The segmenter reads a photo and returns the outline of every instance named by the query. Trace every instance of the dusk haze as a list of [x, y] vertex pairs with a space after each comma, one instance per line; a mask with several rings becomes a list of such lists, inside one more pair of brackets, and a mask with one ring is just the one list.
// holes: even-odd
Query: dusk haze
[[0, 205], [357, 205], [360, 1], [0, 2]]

...

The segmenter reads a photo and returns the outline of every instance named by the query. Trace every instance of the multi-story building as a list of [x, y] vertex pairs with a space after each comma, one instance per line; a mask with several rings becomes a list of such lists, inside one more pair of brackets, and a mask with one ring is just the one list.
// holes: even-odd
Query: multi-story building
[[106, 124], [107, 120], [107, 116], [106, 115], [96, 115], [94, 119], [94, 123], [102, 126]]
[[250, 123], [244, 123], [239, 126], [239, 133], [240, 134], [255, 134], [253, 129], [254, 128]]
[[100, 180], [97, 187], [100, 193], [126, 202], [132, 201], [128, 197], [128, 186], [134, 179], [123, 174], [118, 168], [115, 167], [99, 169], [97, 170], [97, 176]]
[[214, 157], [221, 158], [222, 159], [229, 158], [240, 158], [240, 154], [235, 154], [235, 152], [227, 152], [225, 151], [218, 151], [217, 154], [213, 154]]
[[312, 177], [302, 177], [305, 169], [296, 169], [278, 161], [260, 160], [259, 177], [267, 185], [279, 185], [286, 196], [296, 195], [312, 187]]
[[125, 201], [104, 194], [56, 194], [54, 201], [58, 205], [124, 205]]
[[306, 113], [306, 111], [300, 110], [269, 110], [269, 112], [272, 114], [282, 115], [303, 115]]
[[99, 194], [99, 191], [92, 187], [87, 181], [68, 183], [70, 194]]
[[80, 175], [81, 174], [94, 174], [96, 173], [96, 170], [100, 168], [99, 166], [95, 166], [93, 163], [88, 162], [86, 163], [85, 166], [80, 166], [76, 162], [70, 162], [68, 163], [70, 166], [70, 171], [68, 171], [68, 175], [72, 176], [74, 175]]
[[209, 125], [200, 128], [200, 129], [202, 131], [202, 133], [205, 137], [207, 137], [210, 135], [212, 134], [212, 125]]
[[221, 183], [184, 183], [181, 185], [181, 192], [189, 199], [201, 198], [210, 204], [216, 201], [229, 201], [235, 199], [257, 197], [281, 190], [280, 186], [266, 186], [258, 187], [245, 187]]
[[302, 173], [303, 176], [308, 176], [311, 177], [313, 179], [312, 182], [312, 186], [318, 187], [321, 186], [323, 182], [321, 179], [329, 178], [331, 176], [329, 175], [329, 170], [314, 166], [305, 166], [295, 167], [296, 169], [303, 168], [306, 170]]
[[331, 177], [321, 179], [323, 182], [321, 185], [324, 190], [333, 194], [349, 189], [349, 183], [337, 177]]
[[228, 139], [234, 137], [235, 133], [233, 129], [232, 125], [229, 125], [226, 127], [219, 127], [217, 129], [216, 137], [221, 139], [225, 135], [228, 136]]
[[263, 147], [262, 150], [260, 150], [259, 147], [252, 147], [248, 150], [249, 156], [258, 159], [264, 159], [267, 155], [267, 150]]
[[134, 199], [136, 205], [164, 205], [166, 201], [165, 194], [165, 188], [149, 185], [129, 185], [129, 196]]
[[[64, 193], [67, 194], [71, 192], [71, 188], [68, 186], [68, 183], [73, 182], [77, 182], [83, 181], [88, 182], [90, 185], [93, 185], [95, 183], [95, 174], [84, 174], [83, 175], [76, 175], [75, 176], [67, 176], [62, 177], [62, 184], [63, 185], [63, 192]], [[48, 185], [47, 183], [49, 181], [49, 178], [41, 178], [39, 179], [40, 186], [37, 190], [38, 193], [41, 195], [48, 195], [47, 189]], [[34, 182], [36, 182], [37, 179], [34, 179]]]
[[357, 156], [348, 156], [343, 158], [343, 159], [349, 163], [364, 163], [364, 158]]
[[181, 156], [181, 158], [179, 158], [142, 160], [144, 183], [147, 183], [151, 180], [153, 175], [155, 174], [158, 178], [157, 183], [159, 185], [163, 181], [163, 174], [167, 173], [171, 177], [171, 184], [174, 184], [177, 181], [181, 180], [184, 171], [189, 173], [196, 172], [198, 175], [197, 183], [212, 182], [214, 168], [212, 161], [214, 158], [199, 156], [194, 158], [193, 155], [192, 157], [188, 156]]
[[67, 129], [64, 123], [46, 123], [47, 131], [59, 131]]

--

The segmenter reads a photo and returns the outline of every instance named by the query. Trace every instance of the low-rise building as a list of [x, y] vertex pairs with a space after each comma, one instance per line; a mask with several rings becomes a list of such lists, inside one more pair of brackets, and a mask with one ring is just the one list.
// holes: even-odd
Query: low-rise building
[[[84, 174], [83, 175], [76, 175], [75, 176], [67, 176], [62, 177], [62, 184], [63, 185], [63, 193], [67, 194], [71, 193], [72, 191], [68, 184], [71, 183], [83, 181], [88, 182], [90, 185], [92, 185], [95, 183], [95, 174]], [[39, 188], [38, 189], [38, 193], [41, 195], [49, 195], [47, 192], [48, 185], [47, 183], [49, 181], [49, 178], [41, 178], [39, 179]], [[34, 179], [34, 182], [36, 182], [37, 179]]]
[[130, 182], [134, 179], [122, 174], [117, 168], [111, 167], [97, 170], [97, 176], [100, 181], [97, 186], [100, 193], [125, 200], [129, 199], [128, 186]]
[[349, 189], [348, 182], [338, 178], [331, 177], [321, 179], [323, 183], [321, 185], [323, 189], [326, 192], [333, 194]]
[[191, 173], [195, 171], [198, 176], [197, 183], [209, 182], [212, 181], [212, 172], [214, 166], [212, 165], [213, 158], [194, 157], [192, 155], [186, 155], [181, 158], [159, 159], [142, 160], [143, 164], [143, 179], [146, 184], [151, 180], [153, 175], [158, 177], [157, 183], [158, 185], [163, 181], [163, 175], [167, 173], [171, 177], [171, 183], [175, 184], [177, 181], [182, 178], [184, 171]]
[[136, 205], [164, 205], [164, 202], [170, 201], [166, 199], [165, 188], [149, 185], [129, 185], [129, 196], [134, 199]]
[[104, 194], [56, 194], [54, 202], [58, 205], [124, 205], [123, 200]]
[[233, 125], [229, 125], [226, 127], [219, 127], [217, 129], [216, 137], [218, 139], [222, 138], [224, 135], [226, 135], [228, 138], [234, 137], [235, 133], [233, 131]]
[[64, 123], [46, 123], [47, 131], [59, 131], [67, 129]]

◆ **Set task**:
Change "dusk haze" to "evening haze" in the records from the line with "of the dusk" to the line with "[[0, 205], [357, 205], [360, 1], [0, 2]]", and give those lines again with nothing else altered.

◆ **Result for this exercise**:
The segmenter reads a photo and returns the outline of every instance named by the query. Trace every instance of the evening haze as a list of [x, y] vertex pairs with a space after each comma, one instance per line; a mask with several rings becomes a list of such lists, inside one more pair of brackets, and a mask with one ring is just the one list.
// holes: even-odd
Query: evening haze
[[0, 205], [357, 205], [360, 1], [0, 2]]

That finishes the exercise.